#### PROMPT
Repeat the listing in full, exactly as it stands.

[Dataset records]
────────────────────

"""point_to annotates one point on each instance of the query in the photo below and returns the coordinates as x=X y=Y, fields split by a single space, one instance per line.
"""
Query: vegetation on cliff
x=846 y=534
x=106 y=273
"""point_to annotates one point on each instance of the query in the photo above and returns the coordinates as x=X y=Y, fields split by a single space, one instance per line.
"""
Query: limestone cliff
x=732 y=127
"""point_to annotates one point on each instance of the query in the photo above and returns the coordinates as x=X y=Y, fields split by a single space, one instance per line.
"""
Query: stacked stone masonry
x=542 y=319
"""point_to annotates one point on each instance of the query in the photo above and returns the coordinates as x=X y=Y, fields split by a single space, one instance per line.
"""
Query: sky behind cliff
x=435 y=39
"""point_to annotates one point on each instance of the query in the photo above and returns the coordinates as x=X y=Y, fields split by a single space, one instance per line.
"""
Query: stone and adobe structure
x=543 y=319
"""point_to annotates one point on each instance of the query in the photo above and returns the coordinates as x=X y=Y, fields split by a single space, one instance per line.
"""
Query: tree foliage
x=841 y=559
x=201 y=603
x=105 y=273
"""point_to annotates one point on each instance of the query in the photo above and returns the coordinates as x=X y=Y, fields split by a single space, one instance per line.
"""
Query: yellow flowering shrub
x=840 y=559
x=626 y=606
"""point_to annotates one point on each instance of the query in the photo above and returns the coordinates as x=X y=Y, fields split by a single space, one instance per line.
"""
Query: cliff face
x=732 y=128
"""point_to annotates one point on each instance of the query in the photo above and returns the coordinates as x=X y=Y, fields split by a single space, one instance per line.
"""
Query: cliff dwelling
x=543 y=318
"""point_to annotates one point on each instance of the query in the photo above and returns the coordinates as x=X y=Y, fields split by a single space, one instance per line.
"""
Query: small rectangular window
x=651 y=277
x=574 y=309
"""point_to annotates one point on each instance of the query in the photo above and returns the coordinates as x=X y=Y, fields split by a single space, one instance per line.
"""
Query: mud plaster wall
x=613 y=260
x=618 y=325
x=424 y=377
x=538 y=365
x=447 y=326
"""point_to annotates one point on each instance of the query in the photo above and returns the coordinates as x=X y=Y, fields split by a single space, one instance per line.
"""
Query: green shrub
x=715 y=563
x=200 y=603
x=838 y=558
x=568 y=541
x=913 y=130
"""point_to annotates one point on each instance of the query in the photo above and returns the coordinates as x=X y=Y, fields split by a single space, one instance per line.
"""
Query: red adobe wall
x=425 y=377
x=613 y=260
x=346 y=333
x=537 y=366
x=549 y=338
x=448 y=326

────────────────────

#### ANSWER TO THIS TASK
"""point_to annotates one point on each instance of the query in the photo below and returns the coordinates as x=X y=Y, fields split by a single space, one instance per line.
"""
Query: vegetation on cliff
x=846 y=534
x=106 y=273
"""point_to annotates one point on each instance of the query in the photo above and returns the coordinates as x=X y=Y, fields split by a single space, one instance per line.
"""
Query: limestone cliff
x=732 y=127
"""point_to annotates one point on each instance of the query in the photo above and returns the coordinates as x=X y=Y, fields split by a single space, one instance per line.
"""
Query: stacked stone masonry
x=542 y=319
"""point_to annotates one point on each instance of the query in the photo above and returns the coordinates as x=X y=Y, fields split by a single space, one instance per line.
"""
Query: sky behind cliff
x=435 y=39
"""point_to annotates one point on each instance of the query in the photo above and returns the coordinates as x=X y=Y, fields split by a single space, one instance per line.
"""
Query: stone and adobe structure
x=543 y=319
"""point_to annotates one point on each instance of the query in the photo above and returns the coordinates as x=X y=Y, fields split by a single space, one instance per line.
"""
Query: tree foliage
x=841 y=559
x=201 y=603
x=105 y=273
"""point_to annotates one point on each instance of the query in the photo above and returns the coordinates as x=X y=Y, fields split by a single space, one instance per line.
"""
Query: yellow flowering shrub
x=840 y=559
x=626 y=606
"""point_to annotates one point on each instance of the query in the photo above and returns the coordinates as x=X y=Y, fields split by a single space, one instance per line.
"""
Query: cliff face
x=732 y=128
"""point_to annotates one point on each instance of the query in the photo above and returns the coordinates as x=X y=Y, fields split by a single space, one instance per line.
"""
Query: cliff dwelling
x=543 y=318
"""point_to annotates one point on each instance of the query in the photo above and returns the coordinates as x=X y=Y, fields split by a single space, one instance per line.
"""
Query: small rectangular window
x=651 y=277
x=574 y=309
"""point_to annotates one point on each instance of the query in the photo above and returns the coordinates as x=X y=Y, fields split by a single space, one instance per line.
"""
Query: mud plaster wall
x=613 y=260
x=618 y=325
x=424 y=377
x=538 y=365
x=447 y=326
"""point_to annotates one point on each instance of the query in the photo above and returns the coordinates as x=X y=Y, fields split by a single space, one instance per line.
"""
Query: green shrub
x=715 y=563
x=200 y=603
x=838 y=558
x=568 y=541
x=913 y=130
"""point_to annotates one point on each instance of the query in the photo above and returns the coordinates as x=X y=Y, fields split by a single space, one instance per line.
"""
Query: red adobe wall
x=425 y=377
x=613 y=260
x=346 y=333
x=537 y=366
x=549 y=338
x=448 y=326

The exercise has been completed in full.